Position identification records:

========================

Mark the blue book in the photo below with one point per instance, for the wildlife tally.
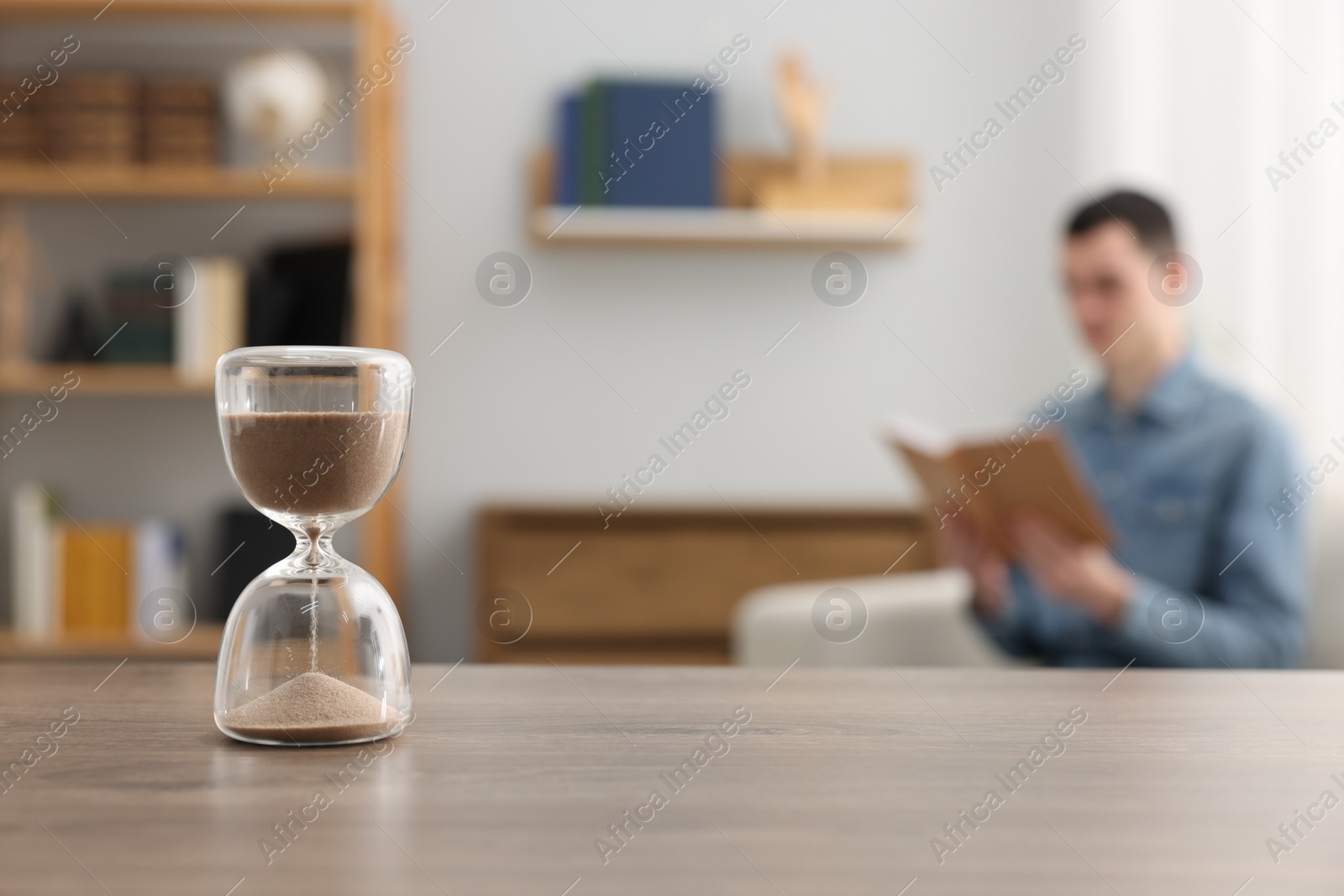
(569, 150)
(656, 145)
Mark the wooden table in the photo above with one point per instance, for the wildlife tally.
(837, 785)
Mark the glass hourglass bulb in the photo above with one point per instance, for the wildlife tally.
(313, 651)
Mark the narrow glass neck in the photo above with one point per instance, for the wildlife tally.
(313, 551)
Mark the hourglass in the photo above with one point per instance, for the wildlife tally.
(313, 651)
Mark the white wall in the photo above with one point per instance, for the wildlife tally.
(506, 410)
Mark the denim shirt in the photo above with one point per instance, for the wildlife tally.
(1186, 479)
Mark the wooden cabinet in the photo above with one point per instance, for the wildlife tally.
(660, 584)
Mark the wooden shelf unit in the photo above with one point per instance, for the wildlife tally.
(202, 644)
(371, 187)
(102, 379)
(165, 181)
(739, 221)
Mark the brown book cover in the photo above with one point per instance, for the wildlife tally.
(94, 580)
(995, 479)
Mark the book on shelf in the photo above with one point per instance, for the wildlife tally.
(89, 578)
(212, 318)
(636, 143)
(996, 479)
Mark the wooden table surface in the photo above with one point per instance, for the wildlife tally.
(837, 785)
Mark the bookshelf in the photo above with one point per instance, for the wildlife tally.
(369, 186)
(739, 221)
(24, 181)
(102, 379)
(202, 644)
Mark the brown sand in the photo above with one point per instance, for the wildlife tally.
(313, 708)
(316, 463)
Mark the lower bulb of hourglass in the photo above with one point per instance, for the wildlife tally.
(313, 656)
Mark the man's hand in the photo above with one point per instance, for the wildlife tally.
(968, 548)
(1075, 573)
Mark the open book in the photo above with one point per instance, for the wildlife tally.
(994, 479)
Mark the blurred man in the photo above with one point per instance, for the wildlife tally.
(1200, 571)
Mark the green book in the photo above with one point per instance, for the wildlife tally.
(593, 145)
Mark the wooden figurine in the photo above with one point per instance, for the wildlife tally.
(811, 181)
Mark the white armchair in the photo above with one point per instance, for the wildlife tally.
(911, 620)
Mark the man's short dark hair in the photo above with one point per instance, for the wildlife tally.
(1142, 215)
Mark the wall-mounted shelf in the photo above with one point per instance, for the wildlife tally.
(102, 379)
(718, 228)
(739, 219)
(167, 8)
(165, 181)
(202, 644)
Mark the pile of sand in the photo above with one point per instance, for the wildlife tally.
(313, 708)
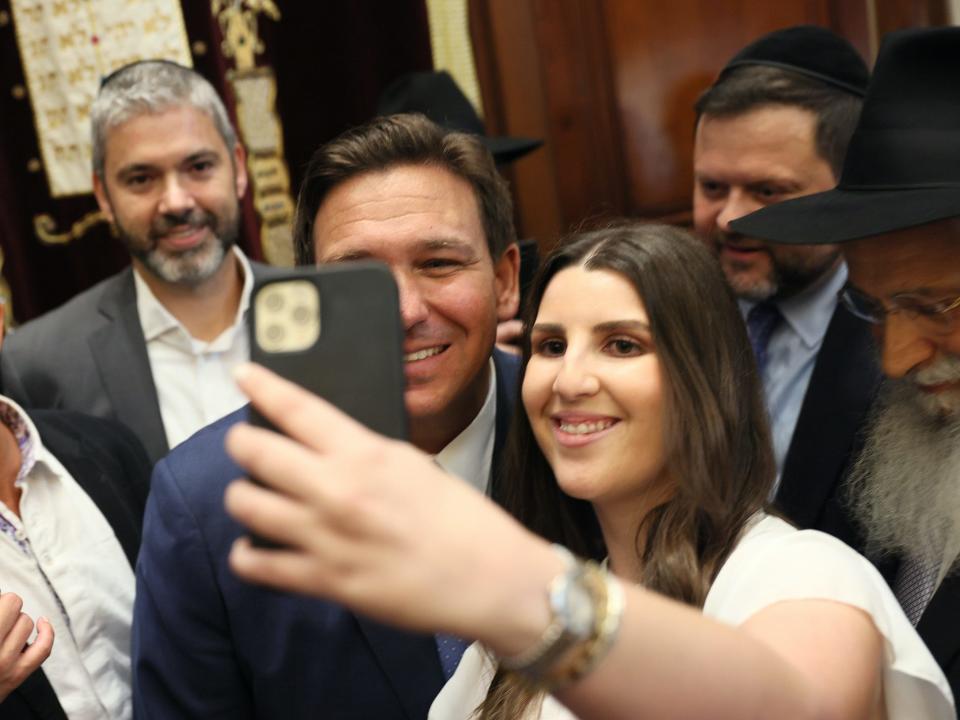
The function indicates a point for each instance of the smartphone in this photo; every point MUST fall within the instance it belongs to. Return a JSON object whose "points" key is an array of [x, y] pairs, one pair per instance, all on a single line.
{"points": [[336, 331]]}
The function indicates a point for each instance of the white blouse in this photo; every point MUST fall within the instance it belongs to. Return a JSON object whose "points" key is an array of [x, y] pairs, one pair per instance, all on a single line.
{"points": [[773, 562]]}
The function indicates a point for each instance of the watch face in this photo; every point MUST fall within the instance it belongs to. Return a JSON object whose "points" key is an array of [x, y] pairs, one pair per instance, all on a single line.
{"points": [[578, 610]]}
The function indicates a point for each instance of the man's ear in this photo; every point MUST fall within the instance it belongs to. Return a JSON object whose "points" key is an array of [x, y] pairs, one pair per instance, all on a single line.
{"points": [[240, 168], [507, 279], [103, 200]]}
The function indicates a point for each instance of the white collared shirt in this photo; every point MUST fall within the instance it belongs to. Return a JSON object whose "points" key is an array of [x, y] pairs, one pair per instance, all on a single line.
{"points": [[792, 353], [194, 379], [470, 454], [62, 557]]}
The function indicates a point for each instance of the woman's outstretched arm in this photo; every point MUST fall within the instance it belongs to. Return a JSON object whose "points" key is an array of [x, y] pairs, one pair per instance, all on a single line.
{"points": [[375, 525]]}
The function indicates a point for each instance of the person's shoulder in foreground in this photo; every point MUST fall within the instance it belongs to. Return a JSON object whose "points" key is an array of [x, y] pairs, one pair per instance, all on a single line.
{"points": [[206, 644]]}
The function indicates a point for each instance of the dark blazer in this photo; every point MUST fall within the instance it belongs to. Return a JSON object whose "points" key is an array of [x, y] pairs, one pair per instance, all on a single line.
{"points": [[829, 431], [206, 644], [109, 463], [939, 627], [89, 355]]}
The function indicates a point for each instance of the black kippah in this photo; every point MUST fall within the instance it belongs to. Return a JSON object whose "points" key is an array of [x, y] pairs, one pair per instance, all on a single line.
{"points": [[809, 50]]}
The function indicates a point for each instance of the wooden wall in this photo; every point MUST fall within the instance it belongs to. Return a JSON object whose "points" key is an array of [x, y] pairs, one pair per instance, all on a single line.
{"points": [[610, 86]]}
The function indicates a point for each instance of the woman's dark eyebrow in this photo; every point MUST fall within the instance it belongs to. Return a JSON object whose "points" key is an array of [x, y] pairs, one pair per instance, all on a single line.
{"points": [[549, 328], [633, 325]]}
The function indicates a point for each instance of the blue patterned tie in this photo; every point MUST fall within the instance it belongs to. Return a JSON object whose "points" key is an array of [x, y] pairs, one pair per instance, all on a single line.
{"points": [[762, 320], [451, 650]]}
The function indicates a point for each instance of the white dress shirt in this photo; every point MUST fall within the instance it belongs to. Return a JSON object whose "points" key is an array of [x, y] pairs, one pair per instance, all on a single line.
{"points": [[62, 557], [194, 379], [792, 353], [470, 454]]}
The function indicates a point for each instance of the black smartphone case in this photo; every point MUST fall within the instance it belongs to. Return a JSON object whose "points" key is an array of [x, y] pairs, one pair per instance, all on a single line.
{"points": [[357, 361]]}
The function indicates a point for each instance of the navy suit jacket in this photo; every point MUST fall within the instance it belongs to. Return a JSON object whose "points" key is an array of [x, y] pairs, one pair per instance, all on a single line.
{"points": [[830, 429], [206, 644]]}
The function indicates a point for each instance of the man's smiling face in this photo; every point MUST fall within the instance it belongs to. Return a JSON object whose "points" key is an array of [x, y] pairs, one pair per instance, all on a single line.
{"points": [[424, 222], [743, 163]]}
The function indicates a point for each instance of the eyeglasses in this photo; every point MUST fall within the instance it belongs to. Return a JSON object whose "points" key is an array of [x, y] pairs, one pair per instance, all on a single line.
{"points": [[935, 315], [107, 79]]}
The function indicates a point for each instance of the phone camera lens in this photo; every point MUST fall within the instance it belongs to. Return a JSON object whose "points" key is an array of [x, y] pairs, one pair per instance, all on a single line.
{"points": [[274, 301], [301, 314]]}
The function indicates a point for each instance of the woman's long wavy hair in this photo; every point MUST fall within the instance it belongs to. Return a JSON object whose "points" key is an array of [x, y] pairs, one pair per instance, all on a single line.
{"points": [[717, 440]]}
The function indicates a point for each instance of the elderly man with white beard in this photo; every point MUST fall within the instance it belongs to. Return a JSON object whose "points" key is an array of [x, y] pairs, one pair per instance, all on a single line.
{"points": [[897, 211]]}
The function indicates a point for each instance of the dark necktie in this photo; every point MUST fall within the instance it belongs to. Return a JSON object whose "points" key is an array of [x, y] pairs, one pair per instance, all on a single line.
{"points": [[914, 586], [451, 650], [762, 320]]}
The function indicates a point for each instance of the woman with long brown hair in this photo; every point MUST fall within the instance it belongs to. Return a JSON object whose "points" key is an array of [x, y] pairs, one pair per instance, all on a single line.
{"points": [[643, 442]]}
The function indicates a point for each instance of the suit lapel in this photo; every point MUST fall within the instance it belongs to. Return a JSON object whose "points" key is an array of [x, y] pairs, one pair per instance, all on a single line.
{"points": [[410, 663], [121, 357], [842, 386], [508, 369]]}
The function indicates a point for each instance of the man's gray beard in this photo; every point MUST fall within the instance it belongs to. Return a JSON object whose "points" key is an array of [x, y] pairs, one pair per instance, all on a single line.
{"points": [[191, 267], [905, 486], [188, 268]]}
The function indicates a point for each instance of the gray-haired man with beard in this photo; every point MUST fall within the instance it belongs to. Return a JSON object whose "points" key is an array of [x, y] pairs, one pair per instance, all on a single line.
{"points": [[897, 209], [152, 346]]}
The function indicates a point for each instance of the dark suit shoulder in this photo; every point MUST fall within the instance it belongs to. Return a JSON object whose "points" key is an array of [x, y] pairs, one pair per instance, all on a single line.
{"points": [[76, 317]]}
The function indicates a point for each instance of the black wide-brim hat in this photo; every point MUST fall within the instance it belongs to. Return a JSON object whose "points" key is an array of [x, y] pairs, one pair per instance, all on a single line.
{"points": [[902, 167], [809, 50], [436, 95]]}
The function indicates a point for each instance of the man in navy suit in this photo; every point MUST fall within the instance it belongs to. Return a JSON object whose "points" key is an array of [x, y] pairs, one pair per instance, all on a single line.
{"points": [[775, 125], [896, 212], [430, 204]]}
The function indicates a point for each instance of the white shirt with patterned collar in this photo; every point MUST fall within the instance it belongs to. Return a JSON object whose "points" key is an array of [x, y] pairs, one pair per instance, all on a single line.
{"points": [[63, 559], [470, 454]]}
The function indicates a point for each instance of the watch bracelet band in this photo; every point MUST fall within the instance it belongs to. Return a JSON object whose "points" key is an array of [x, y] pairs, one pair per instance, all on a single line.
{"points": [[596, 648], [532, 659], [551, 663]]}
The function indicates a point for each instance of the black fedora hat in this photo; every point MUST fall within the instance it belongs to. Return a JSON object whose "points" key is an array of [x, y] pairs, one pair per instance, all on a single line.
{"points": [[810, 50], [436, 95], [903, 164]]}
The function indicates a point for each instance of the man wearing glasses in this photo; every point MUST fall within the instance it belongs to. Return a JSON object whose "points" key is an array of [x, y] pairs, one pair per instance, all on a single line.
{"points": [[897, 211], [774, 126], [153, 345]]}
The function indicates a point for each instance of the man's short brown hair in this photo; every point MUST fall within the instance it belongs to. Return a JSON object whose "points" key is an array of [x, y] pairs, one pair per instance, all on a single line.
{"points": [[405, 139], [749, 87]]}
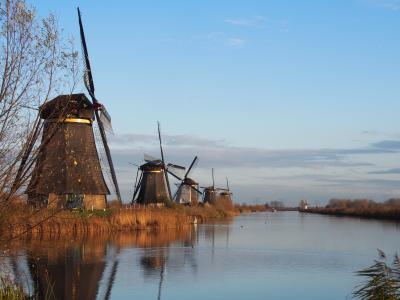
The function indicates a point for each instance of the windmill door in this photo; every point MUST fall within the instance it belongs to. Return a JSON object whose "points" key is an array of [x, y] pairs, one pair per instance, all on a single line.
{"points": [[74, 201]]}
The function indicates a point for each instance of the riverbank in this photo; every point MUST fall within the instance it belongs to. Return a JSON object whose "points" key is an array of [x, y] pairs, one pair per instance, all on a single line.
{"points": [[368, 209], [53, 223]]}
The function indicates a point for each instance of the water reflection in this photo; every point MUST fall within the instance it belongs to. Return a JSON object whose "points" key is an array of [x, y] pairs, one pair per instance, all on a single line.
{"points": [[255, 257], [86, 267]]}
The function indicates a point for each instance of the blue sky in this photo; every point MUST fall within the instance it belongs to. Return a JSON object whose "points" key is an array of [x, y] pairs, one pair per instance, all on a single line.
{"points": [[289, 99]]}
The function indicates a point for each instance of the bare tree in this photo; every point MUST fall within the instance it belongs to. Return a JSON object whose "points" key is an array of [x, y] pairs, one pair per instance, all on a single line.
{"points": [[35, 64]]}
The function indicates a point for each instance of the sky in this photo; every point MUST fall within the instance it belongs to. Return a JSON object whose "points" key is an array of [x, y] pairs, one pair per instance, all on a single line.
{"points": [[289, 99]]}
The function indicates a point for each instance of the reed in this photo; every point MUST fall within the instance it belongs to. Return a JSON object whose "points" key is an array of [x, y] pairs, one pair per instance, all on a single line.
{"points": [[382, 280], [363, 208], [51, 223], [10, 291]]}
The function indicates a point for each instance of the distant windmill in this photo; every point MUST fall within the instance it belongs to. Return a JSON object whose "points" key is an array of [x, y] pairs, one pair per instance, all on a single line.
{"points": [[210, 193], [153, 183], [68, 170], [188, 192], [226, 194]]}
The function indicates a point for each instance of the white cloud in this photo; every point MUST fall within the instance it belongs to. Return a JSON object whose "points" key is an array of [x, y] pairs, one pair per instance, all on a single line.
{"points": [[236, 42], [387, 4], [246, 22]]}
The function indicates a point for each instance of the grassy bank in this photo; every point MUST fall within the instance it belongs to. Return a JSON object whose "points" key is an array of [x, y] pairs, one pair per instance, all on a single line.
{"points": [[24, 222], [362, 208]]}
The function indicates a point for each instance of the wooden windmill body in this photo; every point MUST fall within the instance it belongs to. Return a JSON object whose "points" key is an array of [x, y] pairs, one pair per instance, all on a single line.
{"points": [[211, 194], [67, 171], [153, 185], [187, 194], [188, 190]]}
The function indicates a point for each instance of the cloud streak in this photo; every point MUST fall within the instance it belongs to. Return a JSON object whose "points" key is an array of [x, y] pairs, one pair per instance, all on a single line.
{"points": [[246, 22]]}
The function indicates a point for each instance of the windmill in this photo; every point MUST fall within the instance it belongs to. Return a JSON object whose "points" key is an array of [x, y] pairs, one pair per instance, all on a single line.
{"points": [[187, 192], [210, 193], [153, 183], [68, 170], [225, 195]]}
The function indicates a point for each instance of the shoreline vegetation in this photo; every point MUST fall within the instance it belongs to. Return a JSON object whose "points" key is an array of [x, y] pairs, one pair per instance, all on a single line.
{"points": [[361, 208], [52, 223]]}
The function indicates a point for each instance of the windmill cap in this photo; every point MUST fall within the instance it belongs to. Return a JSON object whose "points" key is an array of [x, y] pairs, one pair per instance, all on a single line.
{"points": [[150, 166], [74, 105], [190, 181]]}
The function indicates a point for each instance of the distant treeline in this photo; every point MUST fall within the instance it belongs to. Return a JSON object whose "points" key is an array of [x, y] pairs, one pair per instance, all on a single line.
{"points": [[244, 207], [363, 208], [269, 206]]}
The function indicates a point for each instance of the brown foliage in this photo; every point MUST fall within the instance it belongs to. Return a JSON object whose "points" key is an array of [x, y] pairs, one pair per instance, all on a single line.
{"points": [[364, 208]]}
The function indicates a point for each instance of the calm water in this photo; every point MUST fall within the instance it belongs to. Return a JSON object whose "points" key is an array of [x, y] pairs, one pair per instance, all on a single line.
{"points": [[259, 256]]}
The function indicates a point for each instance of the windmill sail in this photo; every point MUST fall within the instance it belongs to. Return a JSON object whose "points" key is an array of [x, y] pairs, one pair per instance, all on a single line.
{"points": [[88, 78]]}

========================

**DESCRIPTION OF THE TASK:** Your output consists solely of the lines from the one with "The function indicates a point for each instance of the calm" through the last line, copied exactly.

**REPLY:**
The function indicates a point for each instance of the calm water in this photo; every point MUST fall within the instance it belongs to. Return a JSON object whose "points" key is an array of [x, y] pairs, one pair per instance, all on a single line.
{"points": [[259, 256]]}
The function indicates a point for each instance of the windmill sail in this photo; every point MUST fall within the instance it belongs to. Return a JSON object whose "points" key is an array of [x, y] pairs, one pair per instance, all on a single line.
{"points": [[88, 78]]}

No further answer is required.